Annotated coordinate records

================

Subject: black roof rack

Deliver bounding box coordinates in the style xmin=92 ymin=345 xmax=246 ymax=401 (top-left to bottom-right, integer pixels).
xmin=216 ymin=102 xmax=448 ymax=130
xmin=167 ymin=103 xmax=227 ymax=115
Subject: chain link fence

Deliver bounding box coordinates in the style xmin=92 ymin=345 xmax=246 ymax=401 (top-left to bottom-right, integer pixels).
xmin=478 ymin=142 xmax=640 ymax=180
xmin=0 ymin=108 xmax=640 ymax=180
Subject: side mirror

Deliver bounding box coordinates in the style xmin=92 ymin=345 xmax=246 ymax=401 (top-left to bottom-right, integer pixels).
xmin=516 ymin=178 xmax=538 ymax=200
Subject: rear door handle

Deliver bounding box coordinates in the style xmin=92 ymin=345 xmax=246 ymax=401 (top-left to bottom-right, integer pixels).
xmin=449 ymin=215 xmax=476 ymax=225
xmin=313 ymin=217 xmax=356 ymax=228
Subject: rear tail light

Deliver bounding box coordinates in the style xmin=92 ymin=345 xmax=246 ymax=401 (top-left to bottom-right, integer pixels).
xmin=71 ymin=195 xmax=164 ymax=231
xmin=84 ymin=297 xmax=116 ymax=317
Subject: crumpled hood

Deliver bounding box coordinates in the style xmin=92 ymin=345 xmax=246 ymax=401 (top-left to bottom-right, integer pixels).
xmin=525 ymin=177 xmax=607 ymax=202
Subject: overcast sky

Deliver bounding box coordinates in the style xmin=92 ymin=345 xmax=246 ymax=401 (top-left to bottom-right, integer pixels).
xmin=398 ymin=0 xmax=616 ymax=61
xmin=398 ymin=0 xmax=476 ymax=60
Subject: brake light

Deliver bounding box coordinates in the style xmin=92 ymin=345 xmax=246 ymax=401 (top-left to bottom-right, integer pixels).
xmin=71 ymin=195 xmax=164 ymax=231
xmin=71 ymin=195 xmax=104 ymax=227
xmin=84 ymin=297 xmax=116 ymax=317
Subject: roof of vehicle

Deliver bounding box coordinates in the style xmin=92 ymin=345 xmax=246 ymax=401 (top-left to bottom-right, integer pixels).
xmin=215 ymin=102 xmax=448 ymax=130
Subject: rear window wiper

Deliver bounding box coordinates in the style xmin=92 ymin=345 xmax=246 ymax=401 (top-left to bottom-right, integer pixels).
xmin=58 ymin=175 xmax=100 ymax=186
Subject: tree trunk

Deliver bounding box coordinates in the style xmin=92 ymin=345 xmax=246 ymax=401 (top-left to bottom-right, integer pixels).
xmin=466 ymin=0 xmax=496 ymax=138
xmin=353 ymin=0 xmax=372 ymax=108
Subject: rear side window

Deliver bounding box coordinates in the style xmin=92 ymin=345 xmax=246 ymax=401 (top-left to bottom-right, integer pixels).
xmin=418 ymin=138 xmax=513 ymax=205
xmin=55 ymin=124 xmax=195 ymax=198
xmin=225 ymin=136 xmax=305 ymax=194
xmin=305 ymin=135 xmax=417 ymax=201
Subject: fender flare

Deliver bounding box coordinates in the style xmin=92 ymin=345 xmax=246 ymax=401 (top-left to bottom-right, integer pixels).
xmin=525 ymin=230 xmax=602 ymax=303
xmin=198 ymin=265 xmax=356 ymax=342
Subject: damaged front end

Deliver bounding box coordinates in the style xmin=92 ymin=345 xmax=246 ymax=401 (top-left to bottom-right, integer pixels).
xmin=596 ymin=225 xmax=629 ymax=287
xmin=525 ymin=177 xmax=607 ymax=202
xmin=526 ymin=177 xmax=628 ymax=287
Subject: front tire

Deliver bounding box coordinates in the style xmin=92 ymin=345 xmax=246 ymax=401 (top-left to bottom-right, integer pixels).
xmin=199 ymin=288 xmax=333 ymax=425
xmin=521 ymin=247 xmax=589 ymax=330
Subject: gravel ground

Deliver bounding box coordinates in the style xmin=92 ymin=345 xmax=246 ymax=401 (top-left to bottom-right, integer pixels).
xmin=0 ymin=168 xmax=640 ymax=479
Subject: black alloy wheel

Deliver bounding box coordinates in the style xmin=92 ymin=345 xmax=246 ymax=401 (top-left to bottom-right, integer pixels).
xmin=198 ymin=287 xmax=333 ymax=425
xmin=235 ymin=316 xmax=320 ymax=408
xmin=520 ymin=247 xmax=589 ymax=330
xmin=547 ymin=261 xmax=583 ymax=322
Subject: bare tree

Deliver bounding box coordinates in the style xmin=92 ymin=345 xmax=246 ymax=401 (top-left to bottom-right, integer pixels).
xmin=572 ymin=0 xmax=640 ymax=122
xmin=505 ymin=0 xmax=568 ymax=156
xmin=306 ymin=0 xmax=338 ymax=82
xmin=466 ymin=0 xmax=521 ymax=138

================

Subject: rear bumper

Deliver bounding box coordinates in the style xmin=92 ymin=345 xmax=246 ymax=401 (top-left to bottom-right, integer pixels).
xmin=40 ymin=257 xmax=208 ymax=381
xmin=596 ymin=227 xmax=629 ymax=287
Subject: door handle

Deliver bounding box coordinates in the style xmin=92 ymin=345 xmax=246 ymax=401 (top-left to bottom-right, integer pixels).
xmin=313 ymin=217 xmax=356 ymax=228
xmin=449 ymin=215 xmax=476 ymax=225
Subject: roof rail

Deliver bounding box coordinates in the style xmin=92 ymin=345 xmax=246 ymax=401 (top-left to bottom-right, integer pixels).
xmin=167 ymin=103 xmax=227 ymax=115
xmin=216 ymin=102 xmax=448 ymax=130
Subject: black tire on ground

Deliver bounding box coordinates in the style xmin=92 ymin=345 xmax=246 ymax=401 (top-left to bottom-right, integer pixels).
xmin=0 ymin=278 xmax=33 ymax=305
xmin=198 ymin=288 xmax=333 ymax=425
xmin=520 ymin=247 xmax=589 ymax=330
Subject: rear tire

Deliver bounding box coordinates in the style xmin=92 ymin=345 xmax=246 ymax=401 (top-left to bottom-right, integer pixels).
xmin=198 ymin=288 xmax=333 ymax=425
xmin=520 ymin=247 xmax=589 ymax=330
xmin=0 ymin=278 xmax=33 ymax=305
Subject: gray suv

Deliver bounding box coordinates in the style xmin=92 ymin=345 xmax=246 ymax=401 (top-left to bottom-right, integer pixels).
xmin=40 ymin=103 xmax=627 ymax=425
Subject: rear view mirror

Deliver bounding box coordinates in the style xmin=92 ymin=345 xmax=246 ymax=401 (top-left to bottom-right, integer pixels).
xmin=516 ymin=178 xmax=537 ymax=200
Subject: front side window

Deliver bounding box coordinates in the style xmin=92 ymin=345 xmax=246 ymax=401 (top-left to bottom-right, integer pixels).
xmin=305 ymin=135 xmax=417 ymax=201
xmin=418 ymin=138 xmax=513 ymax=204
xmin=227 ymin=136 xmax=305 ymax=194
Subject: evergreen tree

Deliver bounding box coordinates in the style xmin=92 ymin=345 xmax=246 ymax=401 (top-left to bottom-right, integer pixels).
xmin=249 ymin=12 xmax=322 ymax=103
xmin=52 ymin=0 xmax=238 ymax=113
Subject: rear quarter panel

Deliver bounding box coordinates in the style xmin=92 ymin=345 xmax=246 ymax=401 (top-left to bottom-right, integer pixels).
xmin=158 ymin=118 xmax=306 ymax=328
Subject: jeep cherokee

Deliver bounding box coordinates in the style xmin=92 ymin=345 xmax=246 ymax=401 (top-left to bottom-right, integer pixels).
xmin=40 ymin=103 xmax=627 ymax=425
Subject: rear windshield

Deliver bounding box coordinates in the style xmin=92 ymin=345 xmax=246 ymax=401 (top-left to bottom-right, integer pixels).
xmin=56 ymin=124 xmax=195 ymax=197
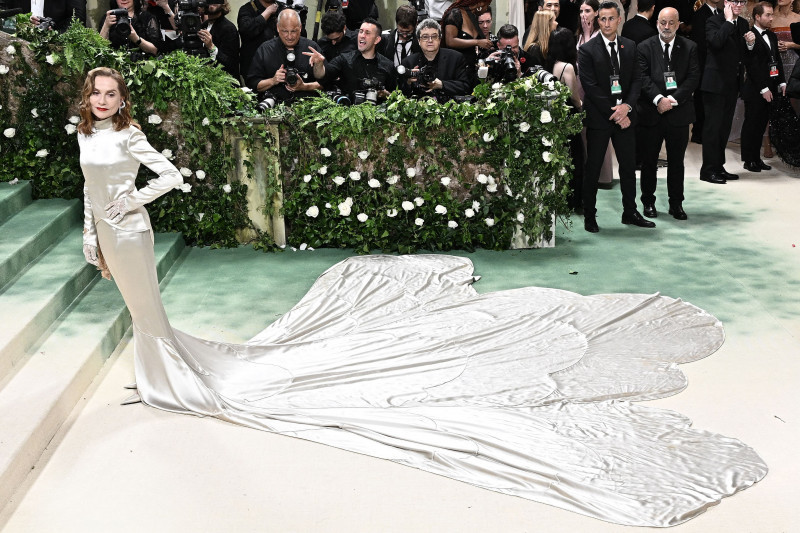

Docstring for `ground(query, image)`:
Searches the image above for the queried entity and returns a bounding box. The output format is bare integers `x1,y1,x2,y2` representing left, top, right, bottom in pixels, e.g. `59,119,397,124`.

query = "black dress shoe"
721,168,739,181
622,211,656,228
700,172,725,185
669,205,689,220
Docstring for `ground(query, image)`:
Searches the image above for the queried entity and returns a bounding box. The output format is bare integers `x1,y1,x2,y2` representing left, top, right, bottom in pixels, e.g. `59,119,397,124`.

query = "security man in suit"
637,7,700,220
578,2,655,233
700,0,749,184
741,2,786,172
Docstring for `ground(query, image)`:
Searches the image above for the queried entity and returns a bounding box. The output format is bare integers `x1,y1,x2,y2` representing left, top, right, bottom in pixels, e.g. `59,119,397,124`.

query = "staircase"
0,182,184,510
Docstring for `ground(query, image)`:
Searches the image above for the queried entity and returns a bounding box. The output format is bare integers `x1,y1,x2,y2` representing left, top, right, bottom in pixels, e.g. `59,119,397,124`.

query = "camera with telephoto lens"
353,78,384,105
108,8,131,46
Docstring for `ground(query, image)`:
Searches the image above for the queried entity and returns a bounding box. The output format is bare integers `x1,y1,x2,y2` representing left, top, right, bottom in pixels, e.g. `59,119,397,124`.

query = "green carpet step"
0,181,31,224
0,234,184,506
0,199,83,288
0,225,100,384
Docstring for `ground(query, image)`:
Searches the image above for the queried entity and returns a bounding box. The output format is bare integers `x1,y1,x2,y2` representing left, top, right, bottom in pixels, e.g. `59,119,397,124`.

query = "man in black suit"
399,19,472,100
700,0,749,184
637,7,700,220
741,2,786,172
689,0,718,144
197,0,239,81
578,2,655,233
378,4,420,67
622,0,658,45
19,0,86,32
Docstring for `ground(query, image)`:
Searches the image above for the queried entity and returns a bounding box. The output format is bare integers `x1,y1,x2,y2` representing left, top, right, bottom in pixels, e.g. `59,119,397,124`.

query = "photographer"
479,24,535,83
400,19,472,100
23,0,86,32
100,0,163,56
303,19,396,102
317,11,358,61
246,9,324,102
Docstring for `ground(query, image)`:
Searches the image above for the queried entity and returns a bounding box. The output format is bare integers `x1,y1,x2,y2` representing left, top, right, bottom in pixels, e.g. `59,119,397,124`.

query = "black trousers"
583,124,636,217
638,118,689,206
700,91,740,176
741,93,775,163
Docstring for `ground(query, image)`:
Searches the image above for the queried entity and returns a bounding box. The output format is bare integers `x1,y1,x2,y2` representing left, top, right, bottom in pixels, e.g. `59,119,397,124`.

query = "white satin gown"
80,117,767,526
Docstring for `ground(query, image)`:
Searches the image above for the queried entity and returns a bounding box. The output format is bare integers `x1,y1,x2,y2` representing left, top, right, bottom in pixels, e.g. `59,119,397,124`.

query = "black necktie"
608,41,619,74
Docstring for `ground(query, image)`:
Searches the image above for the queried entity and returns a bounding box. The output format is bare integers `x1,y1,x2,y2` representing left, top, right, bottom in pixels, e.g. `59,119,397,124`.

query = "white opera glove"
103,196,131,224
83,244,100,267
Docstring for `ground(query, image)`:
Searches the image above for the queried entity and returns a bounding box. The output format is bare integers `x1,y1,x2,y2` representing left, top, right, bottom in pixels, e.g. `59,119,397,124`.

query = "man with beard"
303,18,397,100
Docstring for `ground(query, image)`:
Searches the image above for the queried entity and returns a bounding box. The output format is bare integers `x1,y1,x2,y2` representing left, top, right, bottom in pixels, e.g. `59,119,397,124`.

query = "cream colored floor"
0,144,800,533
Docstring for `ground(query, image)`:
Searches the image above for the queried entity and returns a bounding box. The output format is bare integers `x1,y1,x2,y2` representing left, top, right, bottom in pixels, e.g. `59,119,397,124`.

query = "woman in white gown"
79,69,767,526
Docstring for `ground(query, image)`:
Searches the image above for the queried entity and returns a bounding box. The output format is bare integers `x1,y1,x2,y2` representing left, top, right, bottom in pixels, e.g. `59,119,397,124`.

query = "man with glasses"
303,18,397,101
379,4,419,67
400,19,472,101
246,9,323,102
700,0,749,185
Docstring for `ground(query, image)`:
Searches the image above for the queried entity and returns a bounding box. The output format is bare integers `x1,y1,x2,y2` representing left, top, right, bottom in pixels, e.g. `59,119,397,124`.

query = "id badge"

================

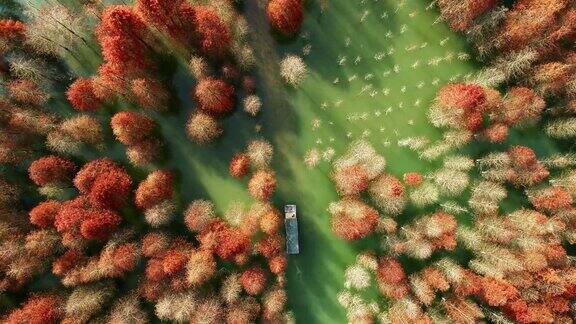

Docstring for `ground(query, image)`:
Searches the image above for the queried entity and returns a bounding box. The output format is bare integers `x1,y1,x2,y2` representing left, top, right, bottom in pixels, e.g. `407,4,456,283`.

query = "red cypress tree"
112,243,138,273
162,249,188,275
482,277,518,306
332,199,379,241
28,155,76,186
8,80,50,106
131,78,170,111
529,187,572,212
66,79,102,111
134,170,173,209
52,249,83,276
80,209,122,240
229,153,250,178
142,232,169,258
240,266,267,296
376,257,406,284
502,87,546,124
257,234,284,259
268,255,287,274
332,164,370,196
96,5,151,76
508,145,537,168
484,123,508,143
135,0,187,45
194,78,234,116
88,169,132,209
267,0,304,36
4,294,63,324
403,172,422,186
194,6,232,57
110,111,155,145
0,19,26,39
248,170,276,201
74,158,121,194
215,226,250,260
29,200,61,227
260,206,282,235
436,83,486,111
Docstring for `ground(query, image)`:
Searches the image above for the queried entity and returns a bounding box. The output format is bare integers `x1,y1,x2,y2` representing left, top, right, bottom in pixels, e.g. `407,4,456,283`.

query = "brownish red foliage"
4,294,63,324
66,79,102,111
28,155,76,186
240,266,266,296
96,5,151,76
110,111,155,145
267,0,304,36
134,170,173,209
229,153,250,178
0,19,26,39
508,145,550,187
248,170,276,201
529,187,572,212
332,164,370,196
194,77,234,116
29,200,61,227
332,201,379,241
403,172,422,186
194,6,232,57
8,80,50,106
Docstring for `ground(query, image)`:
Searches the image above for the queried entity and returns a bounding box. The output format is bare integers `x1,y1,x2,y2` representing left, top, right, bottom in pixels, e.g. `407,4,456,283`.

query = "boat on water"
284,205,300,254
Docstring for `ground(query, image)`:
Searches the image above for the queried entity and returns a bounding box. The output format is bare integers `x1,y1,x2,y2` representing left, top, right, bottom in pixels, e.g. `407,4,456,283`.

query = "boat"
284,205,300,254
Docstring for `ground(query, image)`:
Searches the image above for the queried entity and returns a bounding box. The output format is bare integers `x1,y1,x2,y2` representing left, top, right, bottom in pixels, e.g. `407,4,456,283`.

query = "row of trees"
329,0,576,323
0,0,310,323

================

WHAT YOU WILL DO. Retype the listing above verbatim, from the line containing "Subject: black roof rack" down to the line containing "xmin=516 ymin=178 xmax=538 ymax=200", both lines included.

THE SOLUTION.
Subject: black roof rack

Deliver bounding box coordinates in the style xmin=92 ymin=345 xmax=246 ymax=401 (top-left to bottom-right, integer pixels).
xmin=216 ymin=102 xmax=448 ymax=130
xmin=167 ymin=103 xmax=227 ymax=115
Subject: chain link fence

Deliver bounding box coordinates in the style xmin=92 ymin=345 xmax=246 ymax=401 (top-left to bottom-right, integer pixels).
xmin=478 ymin=142 xmax=640 ymax=180
xmin=0 ymin=108 xmax=640 ymax=180
Subject: side mirror

Deliver bounding box coordinates in the style xmin=92 ymin=345 xmax=246 ymax=401 (top-left to bottom-right, integer pixels).
xmin=516 ymin=178 xmax=538 ymax=200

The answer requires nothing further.